• YOUR INSTRUCTIONS: Swap "pointer" for "locator" throughout the lines of all the items, change nothing else, and leave the pictures out of your answer.

• EXTRACTED ENTRIES:
— START —

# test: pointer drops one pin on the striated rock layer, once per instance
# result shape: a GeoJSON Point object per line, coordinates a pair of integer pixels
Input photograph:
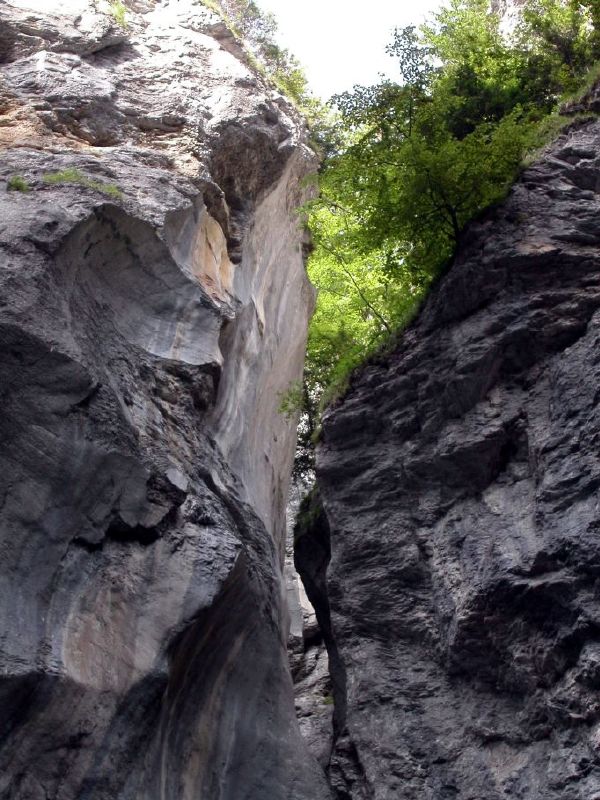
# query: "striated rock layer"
{"type": "Point", "coordinates": [153, 304]}
{"type": "Point", "coordinates": [460, 480]}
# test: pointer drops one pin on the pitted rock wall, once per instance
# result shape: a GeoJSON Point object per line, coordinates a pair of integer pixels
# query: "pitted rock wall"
{"type": "Point", "coordinates": [153, 304]}
{"type": "Point", "coordinates": [460, 480]}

— END —

• SOLUTION FOR THIS PROBLEM:
# test: locator drops one pin on the striated rock layer, once per instance
# result shape: a GeoJSON Point object per line, coordinates a pair of integer pixels
Input photograph:
# query: "striated rock layer"
{"type": "Point", "coordinates": [153, 304]}
{"type": "Point", "coordinates": [460, 480]}
# test: locator drops one pin on the pitted rock wall, once per instance
# result shape: a GeoJSON Point object per line, coordinates a pair of integer pixels
# query: "pitted rock wall"
{"type": "Point", "coordinates": [153, 304]}
{"type": "Point", "coordinates": [460, 480]}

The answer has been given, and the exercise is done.